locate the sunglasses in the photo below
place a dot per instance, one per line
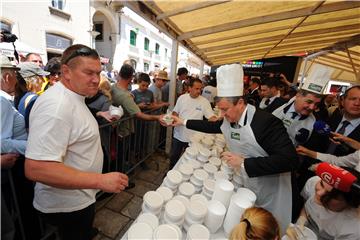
(82, 52)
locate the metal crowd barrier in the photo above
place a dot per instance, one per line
(126, 144)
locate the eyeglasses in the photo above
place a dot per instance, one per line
(83, 52)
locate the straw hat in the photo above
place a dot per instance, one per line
(5, 63)
(230, 80)
(162, 75)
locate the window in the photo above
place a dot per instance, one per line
(157, 48)
(5, 26)
(99, 27)
(57, 42)
(133, 63)
(59, 4)
(146, 44)
(133, 37)
(146, 67)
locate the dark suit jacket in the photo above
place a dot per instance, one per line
(271, 135)
(343, 149)
(275, 104)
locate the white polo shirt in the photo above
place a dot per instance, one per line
(190, 108)
(62, 129)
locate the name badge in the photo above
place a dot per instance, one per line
(235, 136)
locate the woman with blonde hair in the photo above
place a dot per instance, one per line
(256, 223)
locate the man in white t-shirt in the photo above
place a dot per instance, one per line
(64, 155)
(190, 106)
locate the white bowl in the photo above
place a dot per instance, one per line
(166, 231)
(153, 200)
(204, 152)
(220, 175)
(182, 199)
(140, 231)
(192, 152)
(200, 175)
(165, 192)
(148, 218)
(175, 210)
(199, 197)
(209, 185)
(207, 195)
(186, 189)
(195, 164)
(186, 169)
(146, 209)
(210, 169)
(198, 231)
(167, 183)
(202, 159)
(174, 177)
(196, 211)
(195, 182)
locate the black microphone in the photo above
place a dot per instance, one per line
(322, 128)
(302, 135)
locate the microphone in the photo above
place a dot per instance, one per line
(302, 135)
(337, 177)
(322, 128)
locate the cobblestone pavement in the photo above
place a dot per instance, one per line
(116, 213)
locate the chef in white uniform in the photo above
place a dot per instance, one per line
(259, 145)
(297, 114)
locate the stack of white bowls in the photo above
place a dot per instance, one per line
(166, 193)
(238, 204)
(167, 231)
(152, 203)
(191, 153)
(199, 197)
(195, 214)
(198, 178)
(204, 155)
(216, 151)
(148, 218)
(198, 231)
(186, 169)
(210, 169)
(220, 175)
(228, 170)
(172, 180)
(220, 141)
(215, 161)
(207, 142)
(208, 188)
(224, 189)
(140, 231)
(248, 194)
(186, 189)
(174, 212)
(194, 163)
(215, 216)
(237, 180)
(182, 199)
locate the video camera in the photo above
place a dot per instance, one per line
(8, 36)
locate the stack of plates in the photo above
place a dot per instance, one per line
(174, 212)
(208, 188)
(198, 178)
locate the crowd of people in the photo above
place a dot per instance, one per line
(50, 117)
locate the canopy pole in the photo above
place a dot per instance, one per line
(351, 61)
(172, 90)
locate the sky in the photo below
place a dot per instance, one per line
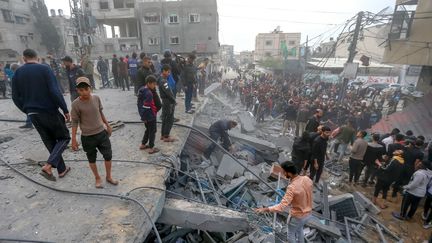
(241, 20)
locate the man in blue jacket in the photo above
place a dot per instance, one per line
(219, 131)
(35, 92)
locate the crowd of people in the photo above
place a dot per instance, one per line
(37, 91)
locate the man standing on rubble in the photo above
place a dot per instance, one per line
(298, 197)
(219, 130)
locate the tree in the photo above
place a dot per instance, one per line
(50, 37)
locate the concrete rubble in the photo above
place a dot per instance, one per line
(252, 178)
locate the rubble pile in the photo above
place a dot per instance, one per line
(252, 178)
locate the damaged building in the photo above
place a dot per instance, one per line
(126, 26)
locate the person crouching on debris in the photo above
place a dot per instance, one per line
(387, 175)
(219, 130)
(298, 197)
(148, 112)
(168, 105)
(95, 130)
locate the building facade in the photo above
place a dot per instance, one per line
(17, 30)
(410, 41)
(271, 45)
(152, 26)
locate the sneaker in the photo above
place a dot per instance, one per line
(26, 126)
(397, 215)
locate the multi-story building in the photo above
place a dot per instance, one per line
(226, 54)
(65, 30)
(371, 43)
(246, 57)
(272, 45)
(152, 26)
(410, 41)
(17, 30)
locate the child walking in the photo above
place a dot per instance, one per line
(95, 130)
(148, 112)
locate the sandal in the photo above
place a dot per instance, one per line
(48, 176)
(153, 151)
(65, 172)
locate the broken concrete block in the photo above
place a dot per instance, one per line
(366, 203)
(233, 185)
(199, 216)
(247, 121)
(231, 168)
(252, 141)
(276, 170)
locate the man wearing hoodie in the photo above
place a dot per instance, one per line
(387, 175)
(414, 191)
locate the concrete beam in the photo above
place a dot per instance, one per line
(202, 217)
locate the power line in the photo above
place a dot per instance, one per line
(274, 20)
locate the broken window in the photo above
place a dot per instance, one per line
(402, 21)
(104, 5)
(194, 18)
(152, 18)
(174, 40)
(109, 47)
(7, 15)
(153, 41)
(173, 19)
(118, 3)
(19, 20)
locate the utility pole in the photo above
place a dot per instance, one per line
(352, 52)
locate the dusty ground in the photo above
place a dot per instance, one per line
(32, 212)
(410, 231)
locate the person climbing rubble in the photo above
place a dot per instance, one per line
(219, 131)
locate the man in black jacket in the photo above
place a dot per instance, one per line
(144, 72)
(189, 81)
(314, 121)
(319, 153)
(168, 104)
(219, 130)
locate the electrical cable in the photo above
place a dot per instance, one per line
(87, 194)
(22, 240)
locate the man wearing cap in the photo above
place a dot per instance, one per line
(36, 93)
(73, 72)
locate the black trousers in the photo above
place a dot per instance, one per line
(316, 173)
(369, 173)
(410, 202)
(427, 207)
(383, 186)
(55, 135)
(167, 118)
(356, 167)
(215, 136)
(150, 133)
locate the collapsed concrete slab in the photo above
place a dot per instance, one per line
(252, 141)
(247, 121)
(202, 217)
(230, 168)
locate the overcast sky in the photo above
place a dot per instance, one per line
(241, 20)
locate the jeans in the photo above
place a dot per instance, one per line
(427, 207)
(150, 133)
(214, 136)
(55, 135)
(188, 98)
(167, 118)
(316, 173)
(356, 167)
(409, 201)
(295, 228)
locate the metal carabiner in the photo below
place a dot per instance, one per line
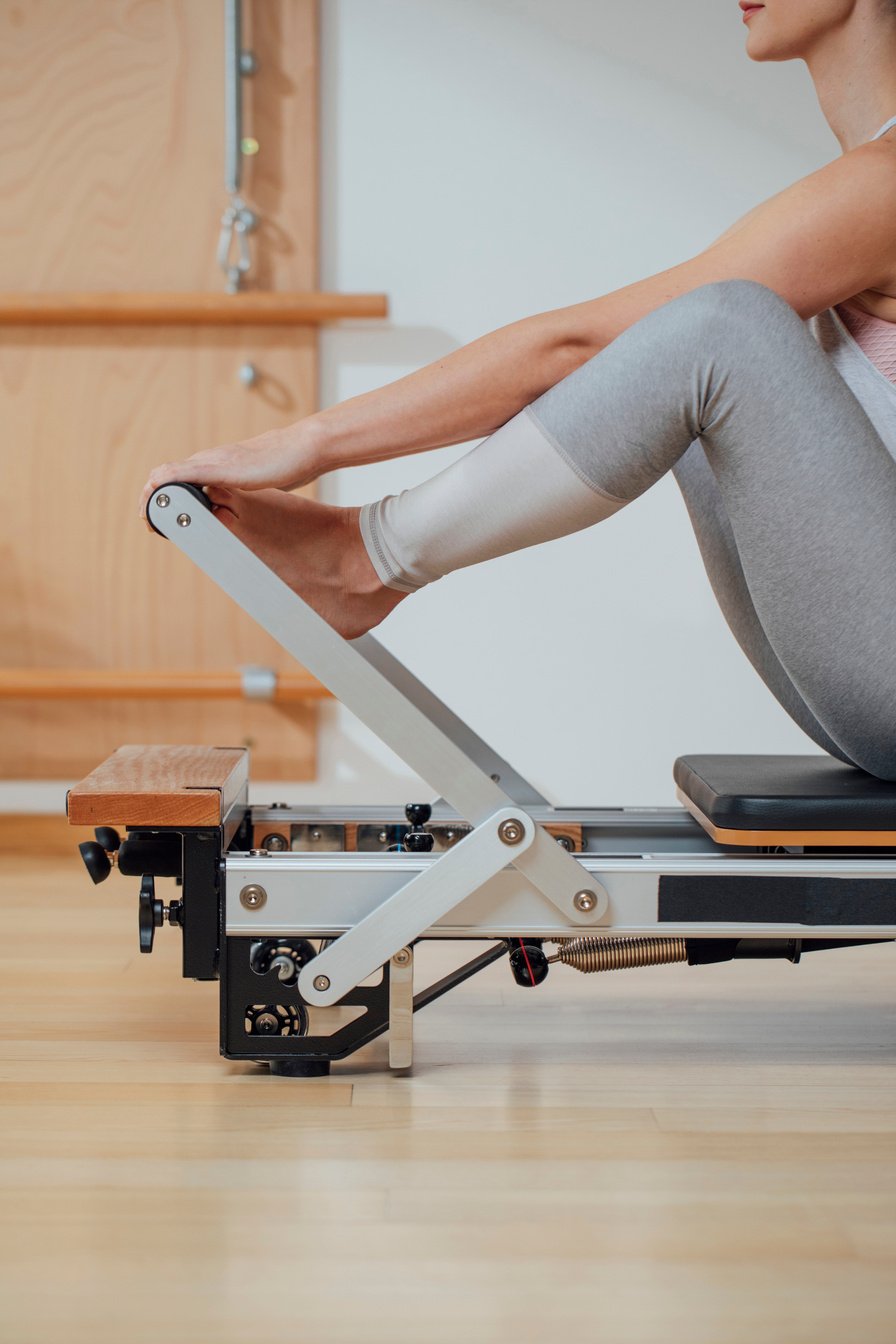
(234, 256)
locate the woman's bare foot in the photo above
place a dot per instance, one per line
(316, 549)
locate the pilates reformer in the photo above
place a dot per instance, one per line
(309, 917)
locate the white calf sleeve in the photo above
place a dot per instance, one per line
(515, 489)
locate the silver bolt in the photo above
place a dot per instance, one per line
(511, 831)
(276, 843)
(253, 897)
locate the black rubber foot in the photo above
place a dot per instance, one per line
(300, 1067)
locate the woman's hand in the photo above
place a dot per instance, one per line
(281, 457)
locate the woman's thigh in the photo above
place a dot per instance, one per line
(805, 485)
(722, 562)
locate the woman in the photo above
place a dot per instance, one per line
(758, 372)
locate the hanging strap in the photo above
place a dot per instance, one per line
(888, 125)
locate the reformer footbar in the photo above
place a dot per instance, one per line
(489, 860)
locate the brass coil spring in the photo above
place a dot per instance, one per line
(589, 954)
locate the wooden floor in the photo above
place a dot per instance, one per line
(641, 1157)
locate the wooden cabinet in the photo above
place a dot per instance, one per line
(112, 179)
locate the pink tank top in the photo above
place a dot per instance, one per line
(875, 336)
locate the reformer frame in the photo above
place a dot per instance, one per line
(646, 885)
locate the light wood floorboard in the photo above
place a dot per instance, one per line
(645, 1157)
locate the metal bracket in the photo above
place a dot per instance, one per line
(407, 725)
(426, 898)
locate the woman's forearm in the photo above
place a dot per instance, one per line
(465, 395)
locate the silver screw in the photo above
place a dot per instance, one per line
(253, 897)
(511, 831)
(276, 843)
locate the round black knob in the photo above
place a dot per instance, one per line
(528, 964)
(163, 855)
(108, 837)
(96, 859)
(149, 915)
(418, 813)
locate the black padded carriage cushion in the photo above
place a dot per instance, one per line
(786, 793)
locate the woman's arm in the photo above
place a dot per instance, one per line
(821, 241)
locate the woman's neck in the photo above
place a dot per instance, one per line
(853, 70)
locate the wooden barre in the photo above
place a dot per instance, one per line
(126, 684)
(186, 309)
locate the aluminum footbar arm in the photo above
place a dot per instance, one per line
(182, 514)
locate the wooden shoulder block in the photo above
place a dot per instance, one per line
(161, 786)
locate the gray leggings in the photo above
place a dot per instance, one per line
(790, 489)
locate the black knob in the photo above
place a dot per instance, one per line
(528, 964)
(161, 855)
(96, 859)
(418, 842)
(418, 813)
(149, 915)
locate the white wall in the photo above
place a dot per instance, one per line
(488, 159)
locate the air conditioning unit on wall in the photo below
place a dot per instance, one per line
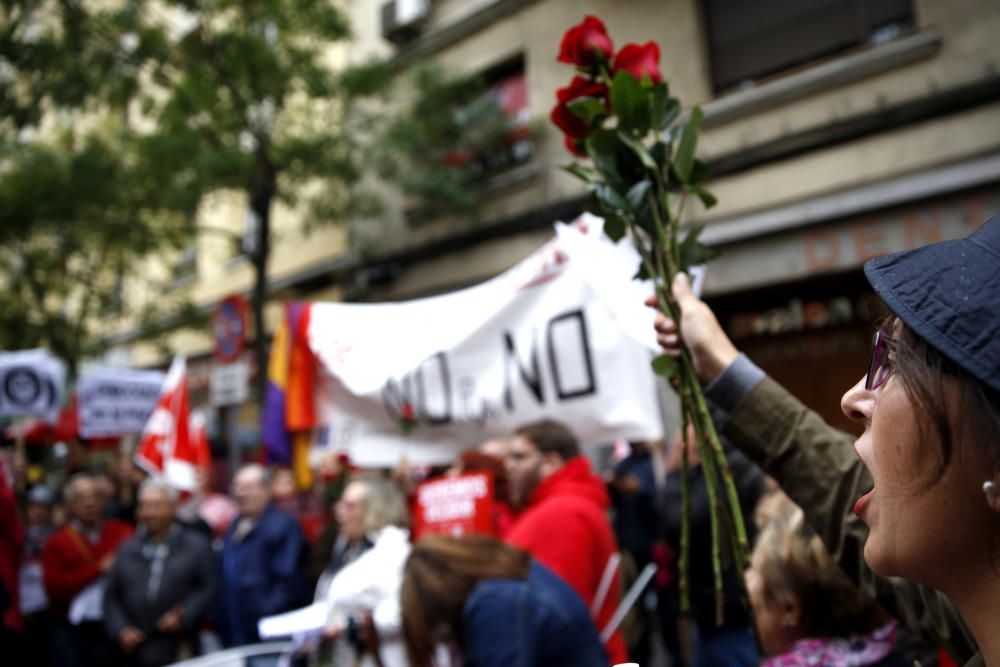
(402, 19)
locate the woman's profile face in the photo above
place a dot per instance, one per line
(923, 534)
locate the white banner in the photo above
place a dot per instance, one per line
(116, 401)
(31, 384)
(562, 335)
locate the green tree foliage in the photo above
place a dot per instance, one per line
(451, 134)
(203, 95)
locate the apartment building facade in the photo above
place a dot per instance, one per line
(836, 131)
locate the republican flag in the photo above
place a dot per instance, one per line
(289, 405)
(166, 448)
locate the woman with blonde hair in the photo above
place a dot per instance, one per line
(494, 605)
(807, 611)
(918, 493)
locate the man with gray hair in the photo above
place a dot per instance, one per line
(162, 583)
(74, 559)
(263, 560)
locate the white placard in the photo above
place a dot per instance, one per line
(229, 383)
(31, 384)
(562, 335)
(116, 401)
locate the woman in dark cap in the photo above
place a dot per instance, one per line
(919, 494)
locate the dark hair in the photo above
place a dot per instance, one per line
(440, 574)
(925, 372)
(550, 436)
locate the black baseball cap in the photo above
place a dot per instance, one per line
(949, 294)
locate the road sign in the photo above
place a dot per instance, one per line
(229, 383)
(229, 327)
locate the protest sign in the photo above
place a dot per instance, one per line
(455, 506)
(562, 335)
(31, 384)
(116, 401)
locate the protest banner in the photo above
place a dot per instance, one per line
(455, 506)
(116, 401)
(562, 335)
(31, 384)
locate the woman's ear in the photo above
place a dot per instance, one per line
(991, 489)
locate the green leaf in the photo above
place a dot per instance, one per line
(602, 146)
(590, 109)
(684, 159)
(586, 174)
(614, 227)
(636, 195)
(639, 149)
(666, 366)
(706, 197)
(630, 104)
(611, 198)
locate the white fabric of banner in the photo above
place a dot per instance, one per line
(562, 335)
(115, 401)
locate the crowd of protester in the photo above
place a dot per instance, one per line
(128, 572)
(182, 574)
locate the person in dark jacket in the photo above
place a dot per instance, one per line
(263, 560)
(161, 584)
(633, 492)
(494, 605)
(704, 641)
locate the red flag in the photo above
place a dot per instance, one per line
(165, 449)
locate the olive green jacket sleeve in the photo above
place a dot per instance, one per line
(816, 466)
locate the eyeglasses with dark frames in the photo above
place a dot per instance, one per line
(879, 368)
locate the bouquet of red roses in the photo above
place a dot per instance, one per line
(618, 112)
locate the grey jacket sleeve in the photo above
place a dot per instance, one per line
(114, 612)
(816, 466)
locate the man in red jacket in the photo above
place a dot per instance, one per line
(73, 558)
(563, 521)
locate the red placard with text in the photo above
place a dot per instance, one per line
(455, 506)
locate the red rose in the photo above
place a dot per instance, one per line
(575, 146)
(586, 43)
(456, 157)
(640, 61)
(565, 119)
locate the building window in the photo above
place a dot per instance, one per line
(495, 125)
(185, 269)
(748, 41)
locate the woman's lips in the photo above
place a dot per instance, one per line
(862, 504)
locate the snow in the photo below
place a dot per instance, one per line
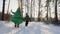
(32, 28)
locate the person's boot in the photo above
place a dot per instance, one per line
(15, 25)
(26, 24)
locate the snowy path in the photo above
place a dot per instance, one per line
(33, 28)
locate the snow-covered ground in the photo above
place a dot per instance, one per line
(32, 28)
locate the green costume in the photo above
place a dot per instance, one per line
(17, 18)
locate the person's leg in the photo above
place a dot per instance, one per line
(26, 23)
(15, 25)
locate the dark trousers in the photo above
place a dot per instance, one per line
(26, 24)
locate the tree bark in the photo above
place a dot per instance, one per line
(3, 10)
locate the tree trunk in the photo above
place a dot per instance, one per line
(3, 10)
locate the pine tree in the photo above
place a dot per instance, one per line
(17, 18)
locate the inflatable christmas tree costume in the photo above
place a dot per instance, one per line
(17, 18)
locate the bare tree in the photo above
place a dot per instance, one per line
(39, 11)
(56, 16)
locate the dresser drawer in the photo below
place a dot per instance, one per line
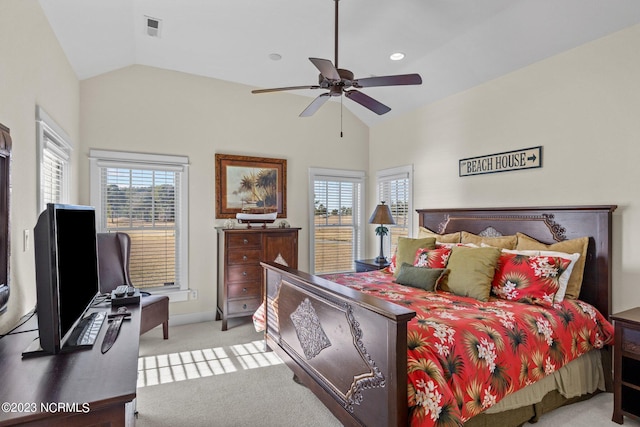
(244, 273)
(244, 256)
(631, 341)
(244, 305)
(240, 290)
(244, 240)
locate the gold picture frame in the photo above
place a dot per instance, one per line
(250, 184)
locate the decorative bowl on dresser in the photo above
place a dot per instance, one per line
(626, 365)
(240, 283)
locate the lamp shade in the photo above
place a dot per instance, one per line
(381, 215)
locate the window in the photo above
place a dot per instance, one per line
(395, 188)
(54, 152)
(337, 218)
(145, 196)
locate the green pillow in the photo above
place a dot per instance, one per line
(419, 277)
(407, 248)
(471, 271)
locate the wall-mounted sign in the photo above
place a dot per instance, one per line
(527, 158)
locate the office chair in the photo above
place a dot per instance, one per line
(114, 251)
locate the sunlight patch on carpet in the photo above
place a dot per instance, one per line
(187, 365)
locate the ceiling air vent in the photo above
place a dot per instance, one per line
(153, 26)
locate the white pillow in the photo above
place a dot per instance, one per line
(564, 277)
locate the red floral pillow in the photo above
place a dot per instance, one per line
(528, 279)
(432, 258)
(391, 268)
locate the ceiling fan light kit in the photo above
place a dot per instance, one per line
(339, 81)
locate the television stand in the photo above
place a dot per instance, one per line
(71, 388)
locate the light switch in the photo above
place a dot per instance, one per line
(25, 240)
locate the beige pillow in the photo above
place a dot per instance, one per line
(407, 248)
(444, 238)
(471, 272)
(502, 242)
(578, 245)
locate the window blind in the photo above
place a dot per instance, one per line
(54, 160)
(337, 230)
(394, 187)
(52, 172)
(144, 203)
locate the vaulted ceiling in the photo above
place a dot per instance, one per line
(452, 44)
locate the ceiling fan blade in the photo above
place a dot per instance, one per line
(367, 102)
(397, 80)
(315, 105)
(326, 68)
(278, 89)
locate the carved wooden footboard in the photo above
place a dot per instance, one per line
(347, 347)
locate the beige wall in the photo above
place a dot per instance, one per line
(33, 71)
(150, 110)
(582, 106)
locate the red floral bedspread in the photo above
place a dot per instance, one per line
(465, 355)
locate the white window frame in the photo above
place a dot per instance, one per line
(386, 175)
(358, 209)
(52, 142)
(99, 159)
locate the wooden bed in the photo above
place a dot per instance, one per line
(360, 374)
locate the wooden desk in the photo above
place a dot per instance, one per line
(80, 388)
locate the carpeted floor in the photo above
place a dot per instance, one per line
(202, 376)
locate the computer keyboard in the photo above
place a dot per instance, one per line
(89, 328)
(123, 290)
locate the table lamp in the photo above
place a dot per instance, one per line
(381, 215)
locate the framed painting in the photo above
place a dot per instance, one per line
(251, 185)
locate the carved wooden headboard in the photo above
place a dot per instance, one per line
(547, 225)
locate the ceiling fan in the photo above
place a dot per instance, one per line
(340, 81)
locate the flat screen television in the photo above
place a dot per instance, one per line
(66, 259)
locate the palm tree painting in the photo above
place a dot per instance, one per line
(250, 183)
(249, 188)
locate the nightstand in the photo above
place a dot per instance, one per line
(626, 365)
(369, 265)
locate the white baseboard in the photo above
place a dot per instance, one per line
(184, 319)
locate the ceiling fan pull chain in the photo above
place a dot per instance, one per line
(340, 115)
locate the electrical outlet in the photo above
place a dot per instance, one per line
(25, 240)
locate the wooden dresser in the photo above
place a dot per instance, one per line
(240, 251)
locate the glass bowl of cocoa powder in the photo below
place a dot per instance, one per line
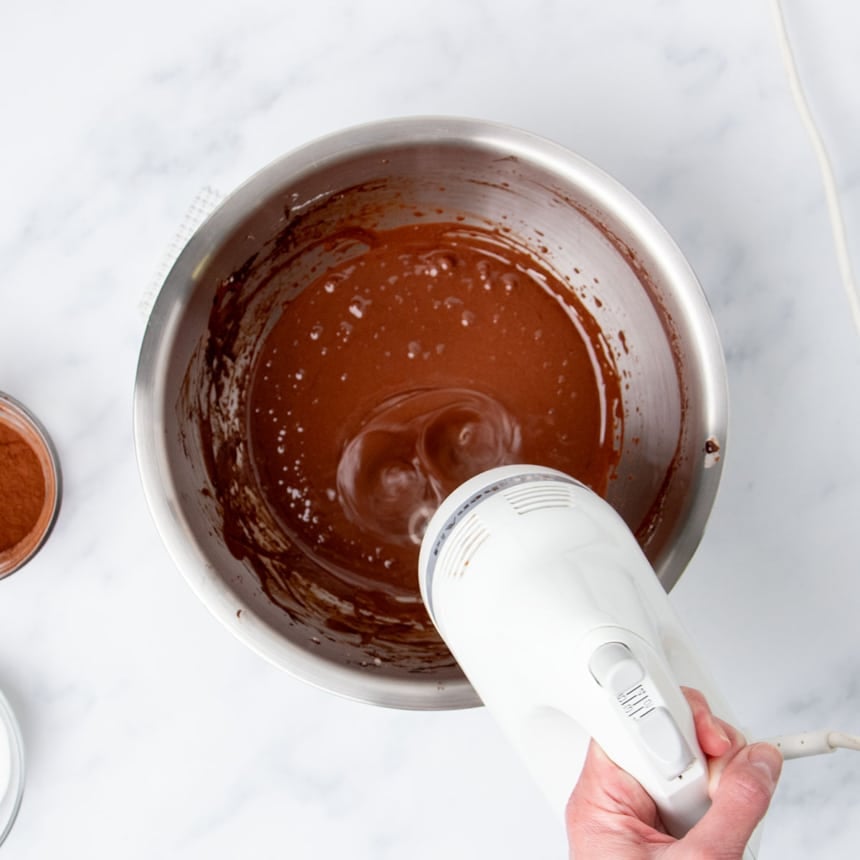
(29, 485)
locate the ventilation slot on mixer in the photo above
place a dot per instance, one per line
(464, 545)
(526, 498)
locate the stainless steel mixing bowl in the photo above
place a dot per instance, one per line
(651, 310)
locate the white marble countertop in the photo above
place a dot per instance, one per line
(150, 731)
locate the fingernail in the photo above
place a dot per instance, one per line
(720, 731)
(768, 759)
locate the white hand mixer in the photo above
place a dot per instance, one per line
(556, 617)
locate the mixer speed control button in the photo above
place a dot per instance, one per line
(663, 739)
(615, 668)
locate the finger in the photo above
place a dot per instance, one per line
(604, 791)
(716, 737)
(740, 802)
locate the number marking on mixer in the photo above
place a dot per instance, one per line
(636, 703)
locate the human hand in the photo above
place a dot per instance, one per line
(610, 815)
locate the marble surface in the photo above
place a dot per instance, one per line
(150, 731)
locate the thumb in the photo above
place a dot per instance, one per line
(740, 801)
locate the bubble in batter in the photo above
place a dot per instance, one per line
(414, 450)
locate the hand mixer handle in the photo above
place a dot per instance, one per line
(645, 725)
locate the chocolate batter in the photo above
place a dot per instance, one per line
(432, 353)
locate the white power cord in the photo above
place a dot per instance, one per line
(814, 743)
(824, 741)
(828, 178)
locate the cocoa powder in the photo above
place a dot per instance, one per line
(22, 488)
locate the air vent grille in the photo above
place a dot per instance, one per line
(525, 498)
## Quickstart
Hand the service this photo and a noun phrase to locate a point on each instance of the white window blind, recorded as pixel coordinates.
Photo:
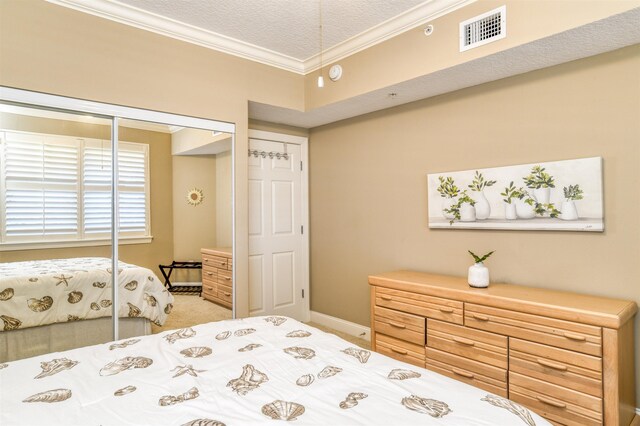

▬▬▬

* [TASK TO CARRY OUT]: Scan the data above and report each line in which "beige" is present.

* [REPLY]:
locate the beige pillow in the photo above
locate the beige wall in the photo above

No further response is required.